TO BE DONE
Revise the data starting at the line that contains "In the photograph above, where can the stubble" and running through the end, replacing "stubble field" with "harvested field" and leaving everything else unchanged. Return only those lines.

[START OF WORKING DATA]

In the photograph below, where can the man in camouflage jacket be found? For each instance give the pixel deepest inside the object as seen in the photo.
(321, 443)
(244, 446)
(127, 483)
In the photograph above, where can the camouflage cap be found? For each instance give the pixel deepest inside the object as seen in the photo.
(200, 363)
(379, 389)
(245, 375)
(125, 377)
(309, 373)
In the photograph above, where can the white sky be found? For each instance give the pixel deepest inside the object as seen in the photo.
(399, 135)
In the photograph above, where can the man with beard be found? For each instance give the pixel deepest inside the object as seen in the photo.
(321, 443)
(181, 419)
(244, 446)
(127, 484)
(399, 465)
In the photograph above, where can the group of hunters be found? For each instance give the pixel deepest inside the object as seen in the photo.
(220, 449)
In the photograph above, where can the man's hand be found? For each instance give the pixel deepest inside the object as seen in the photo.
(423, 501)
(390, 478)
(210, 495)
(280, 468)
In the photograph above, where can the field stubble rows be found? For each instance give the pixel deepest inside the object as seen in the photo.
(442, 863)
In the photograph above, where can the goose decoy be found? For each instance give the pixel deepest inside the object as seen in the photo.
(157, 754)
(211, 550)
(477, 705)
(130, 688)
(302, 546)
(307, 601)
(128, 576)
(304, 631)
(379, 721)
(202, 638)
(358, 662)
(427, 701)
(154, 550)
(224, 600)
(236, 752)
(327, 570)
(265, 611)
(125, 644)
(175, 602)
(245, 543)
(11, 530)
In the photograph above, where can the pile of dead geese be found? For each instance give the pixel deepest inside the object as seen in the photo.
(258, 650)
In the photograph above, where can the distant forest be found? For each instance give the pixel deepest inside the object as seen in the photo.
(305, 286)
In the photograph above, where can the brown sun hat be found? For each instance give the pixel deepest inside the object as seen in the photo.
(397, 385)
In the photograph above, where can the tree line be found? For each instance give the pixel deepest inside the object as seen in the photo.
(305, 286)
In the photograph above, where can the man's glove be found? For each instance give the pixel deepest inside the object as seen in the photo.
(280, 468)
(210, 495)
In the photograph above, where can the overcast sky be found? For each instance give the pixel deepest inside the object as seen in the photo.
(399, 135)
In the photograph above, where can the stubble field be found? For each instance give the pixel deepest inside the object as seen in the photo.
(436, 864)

[END OF WORKING DATA]

EXERCISE ANSWER
In the photograph above, where can the harvested field be found? For each instance give the pixel deepest inside the object as seen in the photo.
(436, 864)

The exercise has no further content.